Text for analysis:
HOME PAGE SUBSCRIPTIONS, Print Editions, Newsletter PRODUCTS READ THE PETROLEUM NEWS ARCHIVE! ADVERTISING INFORMATION EVENTS

Providing coverage of Alaska and northern Canada's oil and gas industry
December 2004

Vol. 9, No. 50 Week of December 12, 2004

The Cook Inlet gas play from the perspective of a small independent working in Alaska

Andy Clifford

Special for Petroleum News

This section is available to oil and gas companies to tout their North America prospects. Word count: 500-2,000 words with 1-2 graphics (map, photo, chart, etc.) Email submissions to [email protected] or call 907 770-3505.

In a previous article (see Oct. 17 issue of Petroleum News) Aurora Gas shared its thoughts regarding the Lower Tyonek and Hemlock oil play. Aurora is just beginning to mature its exciting inventory of onshore oil prospects with drilling expected to begin in 2005. In this article, Aurora is focusing on the shallow gas play, which it has successfully exploited in the last four years with established gas production in four separate fields, Kaloa, Lone Creek, Moquawkie and Nicolai Creek, all on the west side of Cook Inlet.

The Cook Inlet sedimentary basin of Alaska covers an area of approximately 12,000 square miles. A cumulative total of almost 1.3 billion barrels of oil and 7 trillion cubic feet of gas have been produced in the basin since the first discovery was made at Swanson River in 1957. Most of the exploratory drilling in the basin was undertaken prior to 1968, when larger reserves were discovered on the North Slope of Alaska and industry’s attention and technology focused to the north. Nearly 90 percent of the present reserve base was discovered in that early phase of drilling.

Thermogenic gas in-place for Cook Inlet has been estimated at 3.1 tcf. A further 7.5 tcf of biogenic gas reserves have been estimated to be present. Cook Inlet non-associated gas within the Sterling, Beluga and Tyonek formations is a mixture of biogenic “swamp” methane and gas from low grade bituminous coal degasification formed and trapped in situ in nearby channel sands. Such gas is formed independent of the deeper thermogenic gas associated with the oil fields. The gas gravity for all formations is approximately 0.56.

The Tyonek gas sands are generally more productive than the Beluga sands but less than those of the Sterling formation. The majority of the Sterling gas fields have exceptionally good rock quality with the formation’s thick, blocky sands. Aurora’s gas fields produce gas from Beluga and Tyonek reservoirs.

Aurora believes there isn’t enough exploration

There is no shortage of gas in Cook Inlet; or rather there should not be a shortage of gas. In Aurora’s opinion, there is plenty of gas yet to be discovered in the basin but there are not enough exploration dollars being spent, nor enough companies exploring the basin’s potential. There are several reasons for this:

There is a perception in industry that the remaining gas potential in Cook Inlet is limited due to a lack of appreciable exploration success in recent times.

Problem statement: What approximate gas gravity does the Cook Inlet gas article give for all formations?

Supplied entries:
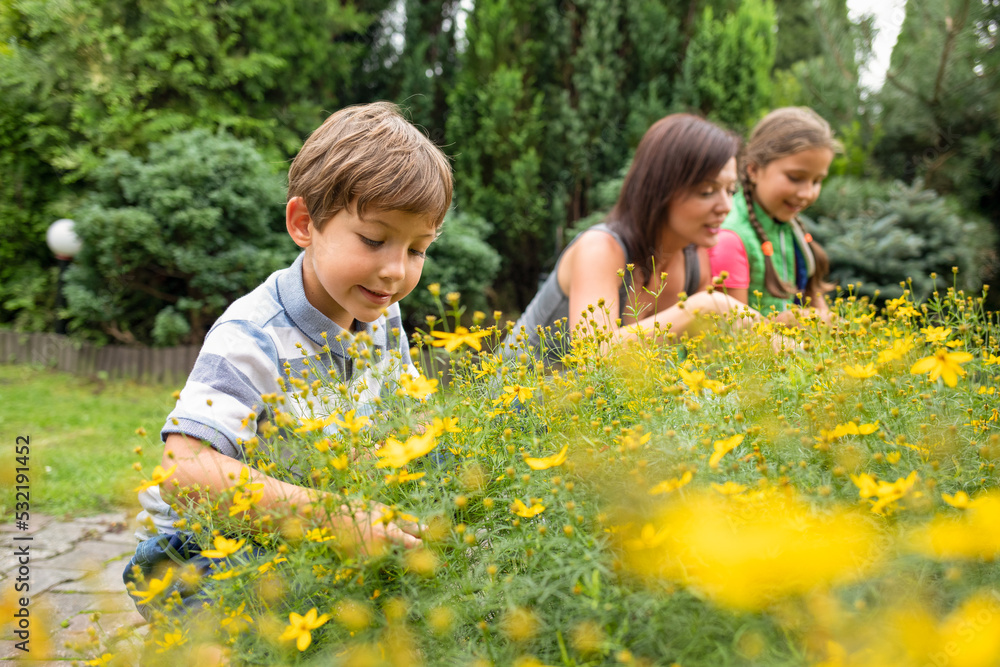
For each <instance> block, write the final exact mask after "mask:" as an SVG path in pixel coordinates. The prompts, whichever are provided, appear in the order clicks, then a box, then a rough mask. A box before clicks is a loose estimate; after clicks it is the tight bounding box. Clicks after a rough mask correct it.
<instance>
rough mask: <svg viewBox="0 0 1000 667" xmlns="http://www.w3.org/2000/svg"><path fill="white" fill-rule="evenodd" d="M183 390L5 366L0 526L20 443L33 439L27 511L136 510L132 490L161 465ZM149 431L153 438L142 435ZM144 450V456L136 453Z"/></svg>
mask: <svg viewBox="0 0 1000 667" xmlns="http://www.w3.org/2000/svg"><path fill="white" fill-rule="evenodd" d="M177 388H179V386H178V387H173V386H165V385H142V384H138V383H135V382H130V381H125V380H118V381H110V382H103V381H100V380H96V379H93V378H82V377H76V376H73V375H70V374H67V373H58V372H55V371H51V370H48V369H44V368H41V367H37V366H7V365H0V406H2V408H0V434H2V435H0V437H2V442H0V454H2V456H3V460H2V463H0V520H9V519H10V518H11V513H12V512H13V511H14V509H15V504H14V503H15V498H14V486H15V470H14V469H15V466H16V465H18V464H17V463H16V461H15V452H14V446H15V440H16V438H17V437H18V436H27V437H29V438H30V448H31V449H30V455H29V456H30V458H29V461H28V463H29V467H30V468H31V470H30V473H29V477H30V509H31V512H32V513H33V514H34V513H44V514H52V515H56V516H83V515H88V514H96V513H100V512H106V511H109V510H112V509H115V508H122V507H132V506H137V502H136V498H135V492H134V491H133V489H134V488H135V487H136V486H138V485H139V482H140V480H141V478H142V475H143V473H139V472H137V471H136V470H135V469H134V468H133V464H135V463H136V462H140V463H142V465H143V467H144V469H145V474H146V475H147V476H148V474H149V473H151V472H152V468H153V466H155V465H156V464H158V463H159V461H160V456H161V454H162V447H161V445H160V441H159V431H160V427H161V426H162V425H163V421H164V419H165V417H166V416H167V413H168V412H169V411H170V409H171V408H172V406H173V404H174V399H173V397H172V396H171V394H172V393H173V391H174V390H175V389H177ZM140 427H141V428H144V429H145V430H146V432H147V433H148V435H144V436H142V435H138V434H137V433H136V430H137V429H139V428H140ZM136 447H141V448H142V453H141V455H137V454H136V452H135V448H136Z"/></svg>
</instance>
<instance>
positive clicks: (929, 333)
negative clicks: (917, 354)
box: [920, 327, 951, 343]
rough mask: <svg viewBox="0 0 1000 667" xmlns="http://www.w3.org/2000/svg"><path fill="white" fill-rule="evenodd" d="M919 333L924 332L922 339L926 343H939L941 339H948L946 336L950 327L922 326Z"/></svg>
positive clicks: (940, 340)
mask: <svg viewBox="0 0 1000 667" xmlns="http://www.w3.org/2000/svg"><path fill="white" fill-rule="evenodd" d="M920 333H922V334H924V339H925V340H926V341H927V342H928V343H940V342H941V341H943V340H948V336H950V335H951V328H950V327H947V328H946V327H924V328H923V329H921V330H920Z"/></svg>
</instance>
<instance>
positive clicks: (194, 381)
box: [138, 253, 416, 537]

Output: Approximately 0.56.